Segment Open
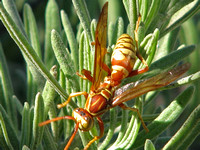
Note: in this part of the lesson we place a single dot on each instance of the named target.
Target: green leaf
(6, 84)
(187, 133)
(149, 145)
(5, 141)
(181, 16)
(52, 21)
(83, 14)
(38, 117)
(12, 10)
(29, 53)
(172, 58)
(166, 118)
(25, 135)
(64, 59)
(71, 39)
(35, 79)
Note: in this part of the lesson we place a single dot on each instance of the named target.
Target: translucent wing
(100, 47)
(151, 84)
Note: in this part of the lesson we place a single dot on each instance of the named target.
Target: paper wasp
(101, 97)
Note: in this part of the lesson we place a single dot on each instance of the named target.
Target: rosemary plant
(51, 75)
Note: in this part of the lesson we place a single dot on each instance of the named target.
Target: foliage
(159, 42)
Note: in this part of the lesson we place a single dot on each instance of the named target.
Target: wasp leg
(138, 113)
(101, 126)
(87, 75)
(70, 96)
(106, 68)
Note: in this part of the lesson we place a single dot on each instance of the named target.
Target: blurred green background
(189, 34)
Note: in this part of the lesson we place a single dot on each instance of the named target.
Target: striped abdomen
(123, 58)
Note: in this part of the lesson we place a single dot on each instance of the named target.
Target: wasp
(101, 96)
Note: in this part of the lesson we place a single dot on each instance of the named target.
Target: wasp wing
(100, 47)
(151, 84)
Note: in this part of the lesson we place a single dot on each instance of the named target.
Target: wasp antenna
(72, 137)
(56, 119)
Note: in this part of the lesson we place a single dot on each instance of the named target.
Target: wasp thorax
(85, 120)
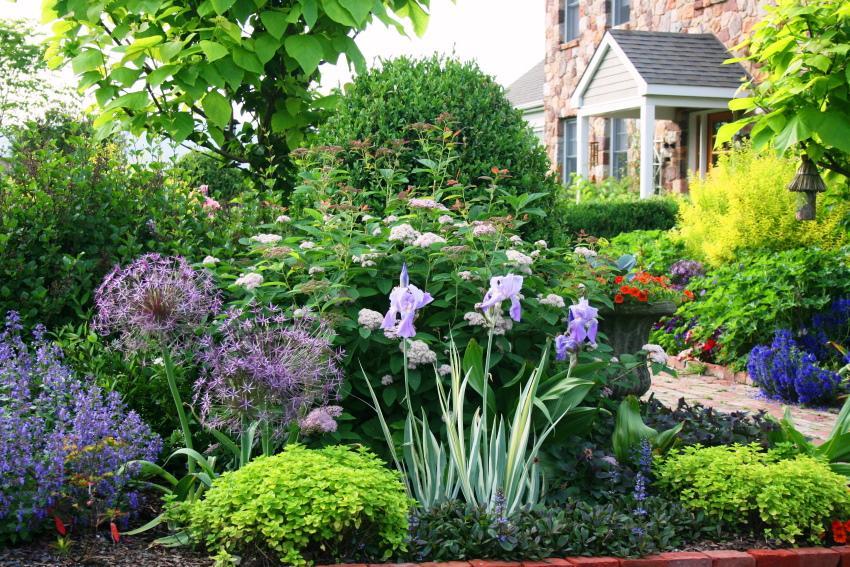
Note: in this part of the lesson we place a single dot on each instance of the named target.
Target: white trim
(608, 42)
(647, 149)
Segment Closed
TASK STATEMENT - Copy every record above exactly as written, but leave out the pictures.

WRITTEN SOLUTION -
Note: in this part of the lesson we place a single dot on each instance of the named target.
Target: green leaf
(6, 84)
(187, 133)
(149, 145)
(5, 141)
(181, 16)
(52, 21)
(83, 14)
(38, 117)
(12, 10)
(29, 53)
(172, 58)
(166, 118)
(25, 135)
(64, 59)
(71, 39)
(35, 79)
Note: in this part of the lesson we place a single dot on each instance of the named target.
Target: translucent wing
(100, 47)
(151, 84)
Note: in this part of the lesson we place a single dot on each instance of the named target.
Target: paper wasp
(101, 97)
Note: in this part of the lesson we place a single dot on each instance of the named target.
Target: rosemary plant
(51, 75)
Note: in this part of the lesson we place a single dot on each instance of the named target.
Target: foliage
(159, 42)
Note: in this part of the lesson we place a single dot on each instance of the named target.
Target: wasp leg
(138, 113)
(101, 126)
(87, 75)
(70, 96)
(106, 68)
Note: in this part of the lesson we place a single dot on each instance of the named target.
Target: blurred green background
(189, 34)
Note: in this part of the lesson we place a single dot on each instance of the named target.
Target: striped abdomen
(123, 58)
Note: in this part of the lesson we place a single dot on each instance of the named target.
Target: wasp
(101, 96)
Note: in this part of the lesson we place a single dot on each instance of the named target.
Target: wasp wing
(100, 47)
(151, 84)
Note: in this part of the lesson we place a single dot on each instance of the named target.
Target: wasp antenna
(72, 137)
(56, 119)
Note: in this part of the lesson we place a single dot on each instance of the named target.
Target: wasp thorax
(85, 120)
Note: in this part of the lesson we place a single dot on each instance of the named target.
Target: white trim
(608, 42)
(647, 149)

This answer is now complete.